• Problem to solve
Among the records, which lines include "every"? List them.
*** Data in this exercise Section Begins ***
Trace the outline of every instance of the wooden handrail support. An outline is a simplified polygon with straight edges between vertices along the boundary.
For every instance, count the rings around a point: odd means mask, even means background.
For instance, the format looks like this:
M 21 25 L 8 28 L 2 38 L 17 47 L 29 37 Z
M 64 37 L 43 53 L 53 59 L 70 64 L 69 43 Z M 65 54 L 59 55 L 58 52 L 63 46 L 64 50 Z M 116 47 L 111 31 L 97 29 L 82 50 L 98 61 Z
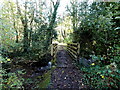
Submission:
M 79 62 L 79 54 L 80 54 L 80 44 L 79 43 L 68 43 L 67 51 L 74 60 Z
M 51 44 L 51 56 L 53 58 L 55 58 L 56 53 L 57 53 L 57 45 L 58 45 L 57 43 Z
*** Data in this exercise Section Ends ***
• Answer area
Trace the outline of every instance of the wooden handrail support. An outline is a simplified polygon with straight edges between vertices along the boundary.
For every instance, count the rings around a point: odd means mask, even means background.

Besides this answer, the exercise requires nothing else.